*Page text*:

How to implement the threading in storeprocedures without duplicate

  • Hi All,

        My table have 10000 records and i create the 5 store procedures and my 5 applications exec the same time and each application load the records 2000 .it is working fine but the problem is when run 1 application it load the 2000 records and take 5 min then i run the 2 application it load 1900 records .Here the problem is 1 application are working with duplication records.How to load the 2 application 10000-2000=8000 in threading application.my sp like this below

    ;with P as
    (
    select *,ROW_NUMber() over(order by id) as rownum,
    ntile(5) over(order by id) as thread
    from [Records]
    where not exists(
                    select name from
                    [Data]
                    where
                    Convert(varchar(10),date,103) = @date
                    and
                    [Records].name = [Data].name             
    )
    select name from P where thread = 1

    Regards
    Pols

  • polo.csit - Thursday, July 26, 2018 3:20 AM

    Hi All,

        My table have 10000 records and i create the 5 store procedures and my 5 applications exec the same time and each application load the records 2000 .it is working fine but the problem is when run 1 application it load the 2000 records and take 5 min then i run the 2 application it load 1900 records .Here the problem is 1 application are working with duplication records.How to load the 2 application 10000-2000=8000 in threading application.my sp like this below

    ;with P as
    (
    select *,ROW_NUMber() over(order by id) as rownum,
    ntile(5) over(order by id) as thread
    from [Records]
    where not exists(
                    select name from
                    [Data]
                    where
                    Convert(varchar(10),date,103) = @date
                    and
                    [Records].name = [Data].name             
    )
    select name from P where thread = 1

    Regards
    Pols

    Why do you need to do any sort of threading when there are only 10,000 rows?

    The absence of evidence is not evidence of absence.
    Martin Rees

    You can lead a horse to water, but a pencil must be lead.
    Stan Laurel

  • my table not 10000 records it is 400000 records...

*What the task requires*: Could you reproduce the part of the forum thread above, starting with "Why do you need" and going on through "is 400000 records..."?

*Provided material*:
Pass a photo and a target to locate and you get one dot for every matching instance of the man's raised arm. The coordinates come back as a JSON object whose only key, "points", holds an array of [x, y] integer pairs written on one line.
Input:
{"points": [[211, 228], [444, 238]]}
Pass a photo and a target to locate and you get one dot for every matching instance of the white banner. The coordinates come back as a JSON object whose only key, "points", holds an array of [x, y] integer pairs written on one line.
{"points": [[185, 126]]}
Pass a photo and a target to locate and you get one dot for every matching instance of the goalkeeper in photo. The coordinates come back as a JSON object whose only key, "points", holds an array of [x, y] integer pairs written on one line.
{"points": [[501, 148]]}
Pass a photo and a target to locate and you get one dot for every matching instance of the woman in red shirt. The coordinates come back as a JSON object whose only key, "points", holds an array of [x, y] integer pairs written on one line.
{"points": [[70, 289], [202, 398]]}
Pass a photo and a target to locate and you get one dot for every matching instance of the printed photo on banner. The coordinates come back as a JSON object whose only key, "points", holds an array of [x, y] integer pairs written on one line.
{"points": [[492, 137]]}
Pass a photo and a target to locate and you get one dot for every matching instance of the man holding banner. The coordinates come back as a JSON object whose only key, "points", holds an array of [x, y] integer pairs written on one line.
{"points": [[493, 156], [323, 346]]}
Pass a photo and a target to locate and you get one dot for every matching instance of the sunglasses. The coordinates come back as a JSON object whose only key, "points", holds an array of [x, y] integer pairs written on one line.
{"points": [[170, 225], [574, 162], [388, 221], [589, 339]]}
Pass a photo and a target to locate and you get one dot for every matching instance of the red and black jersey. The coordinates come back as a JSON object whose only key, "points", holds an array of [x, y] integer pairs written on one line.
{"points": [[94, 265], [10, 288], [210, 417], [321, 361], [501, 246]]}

*Finished exercise*:
Why do you need to do any sort of threading when there are only 10,000 rows?

    The absence of evidence is not evidence of absence.
    Martin Rees

    You can lead a horse to water, but a pencil must be lead.
    Stan Laurel

  • my table not 10000 records it is 400000 records...